▸ **Passage to read**
▽

Over the centuries ancient Roman society has played a significant role in the creation of a common culture like our own. The material remains from ancient Rome have preserved valuable evidence for the status and accomplishments of the Roman people.
Because so many aspects of ancient Roman civilization are respected and followed in society today, such as Roman art, Roman roads, and Roman law, it is important to understand the similarities and differences that ally within the two cultures. One aspect of Roman culture that I found interesting to focus on is the tradition of marriage. A traditional Roman marriage is completely different than a traditional marriage in our culture today, essentially because of the significant change in the role of women over time. Because Roman women had hardly any rights, their role in marriage was extremely limited.
Women in ancient Rome barely had any rights by law, so they had very few opportunities to live independently. Roman women were expected to marry at a young age, usually when they reached their teen years or early twenties. A Roman woman’s subordination in marriage began even before she became engaged, as it was tradition for a woman’s father, or legal guardian to arrange the marriage of their daughters. In her work on Roman Marriage, Susan Treggiari sites a preserved document of a Roman mother explaining the rules of engagement to her daughter: “When you become engaged to someone, your father, will inform you of the fact. An engagement should come on a young girl as a surprise, pleasant or unpleasant, as the case may be.
It is hardly a matter that she could be allowed to arrange for herself” (Treggiari, 125). The legal independence of women was also constrained by the institution of guardianship. If a woman outlived her father, it was required by law in Rome to have a guardian, or tutor. The legal sources about the reasons women needed guardians are specific, as they describe women as lacking judgment, were easily victimized, basically because they claimed women were fools. Roman women were expected to be married, primarily because it was almost impossible for them to live independently, but also because single women, or maidens, were just not accepted in society.
Most single women though were of the lower class, and had little opportunity to obtain a better life. “Free-born women continued to scratch our a living as laundresses, weavers, butchers, and fish-sellers, or in one of the occupations that are recorded on inscriptions at Pompeii: bean-dealer, nail-seller, brick-maker, even stonecutter. A number of poor women worked as waitresses in taverns, where they were probably expected, or obliged, to engage in prostitution on the side. In fact, for a lot of unskilled working class women, prostitution was the only to make a living, however inadequate” (Le Glay, 139). So although women had little control in their marriage, it seems as though they had even less control of their lives as single women in Rome.
In addition to Roman women being passed into the control of their husbands upon the day of their wedding, they were also expected to possess a worthy dowry that came from their father’s estate, and then became controlled by their husbands. During the time of Cicero’s reign in 62 BC, he clearly defined the meaning of the dowry: “When a woman enters the manus of a man, everything which belonged to her becomes the husband’s and is called dowry” (Treggiari, 325). This was especially unfortunate for women because they had little to no power in their marriage to begin with, and the only money or property that they possessed was handed over to their husbands. The more money a woman’s dowry was worth, the easier it was for her father to arrange her marriage. Thus it is important to note that many women of lower class were also much less likely to marry because it was difficult to negotiate marriage with no dowry to offer. “Marriage without dowry was undesirable and disreputable and that the transfer and acceptance of dos dowry indicated that legal marriage rather than concubinage was intended by both parties.

△

▸ **Extracted material**
▽

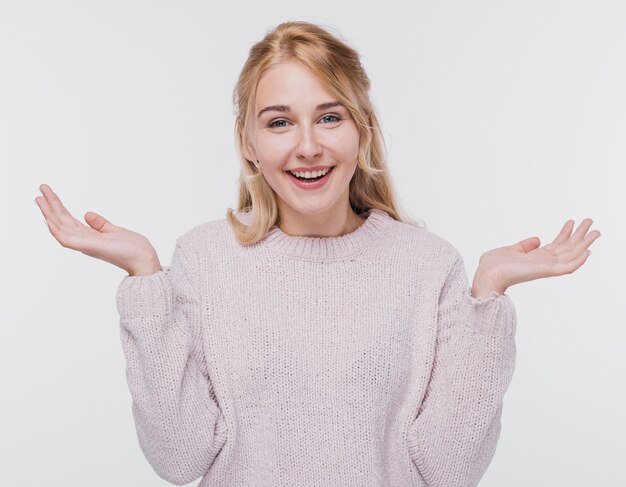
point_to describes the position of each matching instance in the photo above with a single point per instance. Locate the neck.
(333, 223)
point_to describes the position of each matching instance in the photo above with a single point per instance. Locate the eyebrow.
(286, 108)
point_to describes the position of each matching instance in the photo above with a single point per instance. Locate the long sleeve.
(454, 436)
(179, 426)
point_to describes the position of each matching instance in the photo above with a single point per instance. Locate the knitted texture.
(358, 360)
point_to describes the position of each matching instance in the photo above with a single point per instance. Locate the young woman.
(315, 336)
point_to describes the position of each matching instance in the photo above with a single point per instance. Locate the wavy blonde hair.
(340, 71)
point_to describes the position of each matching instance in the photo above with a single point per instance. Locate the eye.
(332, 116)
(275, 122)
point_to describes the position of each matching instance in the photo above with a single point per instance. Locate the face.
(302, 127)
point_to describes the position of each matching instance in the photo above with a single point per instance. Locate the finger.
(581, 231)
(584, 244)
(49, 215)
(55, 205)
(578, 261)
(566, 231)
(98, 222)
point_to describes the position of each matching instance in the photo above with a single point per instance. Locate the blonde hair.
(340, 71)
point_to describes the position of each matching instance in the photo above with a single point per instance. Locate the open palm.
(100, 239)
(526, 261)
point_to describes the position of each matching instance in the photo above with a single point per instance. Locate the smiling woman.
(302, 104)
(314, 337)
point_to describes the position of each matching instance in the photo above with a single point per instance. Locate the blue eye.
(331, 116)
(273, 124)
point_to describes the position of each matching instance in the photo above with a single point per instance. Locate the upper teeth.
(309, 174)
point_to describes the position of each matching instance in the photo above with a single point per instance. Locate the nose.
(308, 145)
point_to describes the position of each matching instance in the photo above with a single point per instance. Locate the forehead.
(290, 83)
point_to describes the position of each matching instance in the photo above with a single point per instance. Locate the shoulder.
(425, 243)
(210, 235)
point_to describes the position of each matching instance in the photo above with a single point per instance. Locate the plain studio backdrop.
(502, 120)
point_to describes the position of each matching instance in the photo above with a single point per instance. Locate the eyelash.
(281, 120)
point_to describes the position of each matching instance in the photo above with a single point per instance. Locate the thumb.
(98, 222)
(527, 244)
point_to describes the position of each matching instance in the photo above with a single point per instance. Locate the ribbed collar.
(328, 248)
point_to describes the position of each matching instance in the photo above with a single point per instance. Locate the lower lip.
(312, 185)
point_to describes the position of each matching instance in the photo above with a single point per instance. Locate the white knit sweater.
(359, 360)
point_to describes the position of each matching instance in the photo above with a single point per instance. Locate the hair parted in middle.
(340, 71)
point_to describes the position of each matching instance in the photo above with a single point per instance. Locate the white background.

△

▸ **Given request A**
List every occupation that the essay on Roman marriage says is recorded on inscriptions at Pompeii.
▸ **Given request B**
Extend the essay on Roman marriage from the point where it stops.

▸ **Written response A**
bean-dealer, nail-seller, brick-maker, stonecutter

▸ **Written response B**
How far the poorest members of the population could afford this sentiment, or afford to get married at all, is uncertain” (Treggiari, 323). Marriage contracts are common among the remains of Roman culture, as one dated from 13 BC states the content of one Roman woman’s dowry: “Thermion and Apollonius son of Ptolemaieus agree that they have come together to share a common life, and the said Apollonius acknowledges that he has received from Thermion by hand from the house a dowry of a pair of gold earrings weighing three quarters and. . . silver drachmas” (Lewis & Reinhold, 407).
The duties of Roman women in marriage are explicit and are somewhat similar to those of women in marriage in earlier times in our own culture, especially before the time of women suffrage in America. When a Roman woman married, she was immediately responsible for childbearing and household duties, such as cooking and cleaning, and she was forced to perform any duties by which her husband ordered. “The woman, because she must feed babies under cover and is more timid and therefore adapted to protecting produce indoors, is suited to working in the house. . . her duties – supervising servants and stores; making clothes; nursing sick slaves; teaching the maids to spin; training, disciplining, and rewarding the staff; keeping supplies, tools, kitchen and dining utensils, clothing, and footwear in good order- with an insistence on precision, discipline, and tidiness” (Treggiari, 186).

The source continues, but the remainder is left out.